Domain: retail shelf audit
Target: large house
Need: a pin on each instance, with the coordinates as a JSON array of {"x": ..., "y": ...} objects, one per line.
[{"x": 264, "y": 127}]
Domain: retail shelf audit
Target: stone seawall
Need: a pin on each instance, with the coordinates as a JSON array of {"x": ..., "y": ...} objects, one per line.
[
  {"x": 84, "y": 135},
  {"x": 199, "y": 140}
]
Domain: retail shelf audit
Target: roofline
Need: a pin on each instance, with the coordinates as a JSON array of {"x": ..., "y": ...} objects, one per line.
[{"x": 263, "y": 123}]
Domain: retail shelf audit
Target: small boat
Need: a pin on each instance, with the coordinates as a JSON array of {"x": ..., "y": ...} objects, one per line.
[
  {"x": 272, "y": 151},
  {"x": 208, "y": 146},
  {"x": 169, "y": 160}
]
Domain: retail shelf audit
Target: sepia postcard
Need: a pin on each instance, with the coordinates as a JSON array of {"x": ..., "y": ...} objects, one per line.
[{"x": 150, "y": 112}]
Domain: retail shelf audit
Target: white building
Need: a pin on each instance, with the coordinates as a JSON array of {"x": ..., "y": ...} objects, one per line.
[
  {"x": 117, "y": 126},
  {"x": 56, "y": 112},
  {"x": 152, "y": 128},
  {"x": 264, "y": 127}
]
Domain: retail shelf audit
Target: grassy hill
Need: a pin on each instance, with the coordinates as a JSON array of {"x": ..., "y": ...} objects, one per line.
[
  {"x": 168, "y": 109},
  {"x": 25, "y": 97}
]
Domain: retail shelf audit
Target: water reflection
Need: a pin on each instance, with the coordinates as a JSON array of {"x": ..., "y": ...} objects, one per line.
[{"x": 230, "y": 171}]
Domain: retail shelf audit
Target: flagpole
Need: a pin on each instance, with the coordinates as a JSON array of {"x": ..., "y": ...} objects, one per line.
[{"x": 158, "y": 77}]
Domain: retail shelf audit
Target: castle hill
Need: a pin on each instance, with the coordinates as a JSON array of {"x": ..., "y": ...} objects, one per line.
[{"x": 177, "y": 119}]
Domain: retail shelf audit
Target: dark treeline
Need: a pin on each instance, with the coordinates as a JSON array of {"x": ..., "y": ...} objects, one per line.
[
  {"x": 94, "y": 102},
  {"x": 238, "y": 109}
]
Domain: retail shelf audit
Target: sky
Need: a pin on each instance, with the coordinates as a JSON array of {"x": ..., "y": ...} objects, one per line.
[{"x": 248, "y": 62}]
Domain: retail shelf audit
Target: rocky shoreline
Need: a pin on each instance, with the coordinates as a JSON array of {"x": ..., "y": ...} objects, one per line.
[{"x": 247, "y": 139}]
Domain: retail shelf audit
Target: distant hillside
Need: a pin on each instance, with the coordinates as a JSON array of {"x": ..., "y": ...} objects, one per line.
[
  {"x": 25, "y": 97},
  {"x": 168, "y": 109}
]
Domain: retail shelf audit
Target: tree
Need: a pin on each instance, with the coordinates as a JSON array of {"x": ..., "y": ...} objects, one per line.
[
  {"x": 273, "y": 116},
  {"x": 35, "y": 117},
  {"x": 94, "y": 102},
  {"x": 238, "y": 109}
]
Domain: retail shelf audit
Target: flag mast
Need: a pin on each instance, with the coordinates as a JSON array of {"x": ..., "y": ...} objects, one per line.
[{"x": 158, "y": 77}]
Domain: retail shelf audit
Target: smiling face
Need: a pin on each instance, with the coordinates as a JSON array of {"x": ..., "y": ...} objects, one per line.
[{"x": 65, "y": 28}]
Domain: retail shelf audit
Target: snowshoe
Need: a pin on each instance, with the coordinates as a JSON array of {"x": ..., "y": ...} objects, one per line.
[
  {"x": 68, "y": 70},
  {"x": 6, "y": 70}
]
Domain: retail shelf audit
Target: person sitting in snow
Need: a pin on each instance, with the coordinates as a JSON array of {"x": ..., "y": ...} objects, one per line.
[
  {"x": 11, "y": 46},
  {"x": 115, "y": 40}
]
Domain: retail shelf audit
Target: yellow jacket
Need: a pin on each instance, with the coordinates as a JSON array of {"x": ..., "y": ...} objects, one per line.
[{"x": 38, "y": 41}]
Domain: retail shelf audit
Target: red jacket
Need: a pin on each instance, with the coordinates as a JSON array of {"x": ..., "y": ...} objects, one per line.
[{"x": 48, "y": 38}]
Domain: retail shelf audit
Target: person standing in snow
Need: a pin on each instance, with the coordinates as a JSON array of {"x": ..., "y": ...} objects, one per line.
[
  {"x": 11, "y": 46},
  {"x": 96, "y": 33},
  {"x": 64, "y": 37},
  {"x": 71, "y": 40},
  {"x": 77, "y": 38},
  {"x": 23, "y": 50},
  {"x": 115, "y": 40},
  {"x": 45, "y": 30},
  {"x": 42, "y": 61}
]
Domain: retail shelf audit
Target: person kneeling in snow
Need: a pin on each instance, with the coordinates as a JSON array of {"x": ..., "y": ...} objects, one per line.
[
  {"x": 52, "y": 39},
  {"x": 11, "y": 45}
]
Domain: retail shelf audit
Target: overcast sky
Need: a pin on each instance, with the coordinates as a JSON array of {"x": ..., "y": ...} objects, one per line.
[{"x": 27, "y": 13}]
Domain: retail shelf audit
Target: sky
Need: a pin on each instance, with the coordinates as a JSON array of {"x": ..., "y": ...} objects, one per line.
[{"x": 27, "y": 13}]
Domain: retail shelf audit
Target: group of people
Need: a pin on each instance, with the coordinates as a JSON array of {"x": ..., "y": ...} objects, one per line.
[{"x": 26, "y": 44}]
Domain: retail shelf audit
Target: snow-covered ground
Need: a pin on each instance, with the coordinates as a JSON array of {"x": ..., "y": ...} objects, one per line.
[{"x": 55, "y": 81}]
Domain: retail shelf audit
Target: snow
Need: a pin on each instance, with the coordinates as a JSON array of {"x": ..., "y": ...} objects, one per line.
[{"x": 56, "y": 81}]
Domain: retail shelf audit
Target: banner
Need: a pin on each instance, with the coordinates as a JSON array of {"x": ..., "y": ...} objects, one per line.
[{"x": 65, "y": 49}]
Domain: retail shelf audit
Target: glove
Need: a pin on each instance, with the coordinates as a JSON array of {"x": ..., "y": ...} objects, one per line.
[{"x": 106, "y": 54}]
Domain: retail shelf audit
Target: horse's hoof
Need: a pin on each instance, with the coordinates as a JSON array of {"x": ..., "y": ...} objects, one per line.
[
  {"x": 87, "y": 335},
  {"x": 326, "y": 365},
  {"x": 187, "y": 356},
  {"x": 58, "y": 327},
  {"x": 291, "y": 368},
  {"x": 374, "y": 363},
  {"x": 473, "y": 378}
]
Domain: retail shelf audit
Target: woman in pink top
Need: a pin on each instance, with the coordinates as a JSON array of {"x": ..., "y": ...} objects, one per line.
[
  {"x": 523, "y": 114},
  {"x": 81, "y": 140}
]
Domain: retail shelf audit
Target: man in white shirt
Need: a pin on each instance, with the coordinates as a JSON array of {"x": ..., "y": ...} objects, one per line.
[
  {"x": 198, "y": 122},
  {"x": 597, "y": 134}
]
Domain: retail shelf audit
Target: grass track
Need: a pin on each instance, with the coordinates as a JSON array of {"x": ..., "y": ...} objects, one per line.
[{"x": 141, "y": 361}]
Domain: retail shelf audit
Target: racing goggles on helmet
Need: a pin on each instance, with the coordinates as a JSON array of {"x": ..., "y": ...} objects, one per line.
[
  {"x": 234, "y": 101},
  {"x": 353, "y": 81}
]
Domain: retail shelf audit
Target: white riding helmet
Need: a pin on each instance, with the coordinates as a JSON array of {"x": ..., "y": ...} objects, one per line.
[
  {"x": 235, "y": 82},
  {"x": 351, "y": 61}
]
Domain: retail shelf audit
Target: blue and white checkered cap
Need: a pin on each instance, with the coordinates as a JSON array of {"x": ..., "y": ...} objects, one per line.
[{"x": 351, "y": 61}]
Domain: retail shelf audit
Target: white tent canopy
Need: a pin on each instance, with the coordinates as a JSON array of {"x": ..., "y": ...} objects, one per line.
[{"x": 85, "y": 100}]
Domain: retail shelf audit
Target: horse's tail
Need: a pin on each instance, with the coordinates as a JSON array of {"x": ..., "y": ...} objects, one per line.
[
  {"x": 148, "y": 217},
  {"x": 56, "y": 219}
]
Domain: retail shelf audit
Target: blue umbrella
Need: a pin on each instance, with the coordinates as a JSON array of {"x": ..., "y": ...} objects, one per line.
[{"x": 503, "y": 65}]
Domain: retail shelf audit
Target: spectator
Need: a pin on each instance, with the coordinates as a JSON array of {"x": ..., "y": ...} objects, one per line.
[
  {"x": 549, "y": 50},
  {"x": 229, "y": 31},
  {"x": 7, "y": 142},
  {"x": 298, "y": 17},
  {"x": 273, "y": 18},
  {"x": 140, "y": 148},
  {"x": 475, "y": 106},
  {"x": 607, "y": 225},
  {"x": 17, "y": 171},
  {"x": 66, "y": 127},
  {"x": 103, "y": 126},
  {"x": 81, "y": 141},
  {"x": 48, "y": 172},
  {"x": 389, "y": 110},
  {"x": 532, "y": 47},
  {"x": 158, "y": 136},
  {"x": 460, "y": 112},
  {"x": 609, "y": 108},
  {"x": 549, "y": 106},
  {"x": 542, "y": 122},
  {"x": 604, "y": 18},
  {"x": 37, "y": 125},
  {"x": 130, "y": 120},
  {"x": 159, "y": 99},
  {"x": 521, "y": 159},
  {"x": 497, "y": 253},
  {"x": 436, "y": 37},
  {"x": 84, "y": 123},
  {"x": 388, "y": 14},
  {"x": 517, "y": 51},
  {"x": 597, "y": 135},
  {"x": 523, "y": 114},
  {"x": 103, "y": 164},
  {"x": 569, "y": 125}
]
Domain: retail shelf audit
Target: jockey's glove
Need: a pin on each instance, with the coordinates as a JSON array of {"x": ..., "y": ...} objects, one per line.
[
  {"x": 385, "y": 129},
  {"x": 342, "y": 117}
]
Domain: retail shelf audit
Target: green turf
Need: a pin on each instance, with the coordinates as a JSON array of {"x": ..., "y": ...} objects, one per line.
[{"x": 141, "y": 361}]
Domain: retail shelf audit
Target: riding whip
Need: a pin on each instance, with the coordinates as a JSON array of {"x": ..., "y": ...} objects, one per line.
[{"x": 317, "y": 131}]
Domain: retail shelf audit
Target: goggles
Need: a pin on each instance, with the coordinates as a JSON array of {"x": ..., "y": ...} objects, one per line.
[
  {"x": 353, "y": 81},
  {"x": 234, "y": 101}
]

▸ **Given exercise**
How many lines of the items above contain the word "horse"? Reply with the number only.

▸ **Solution to this problem**
2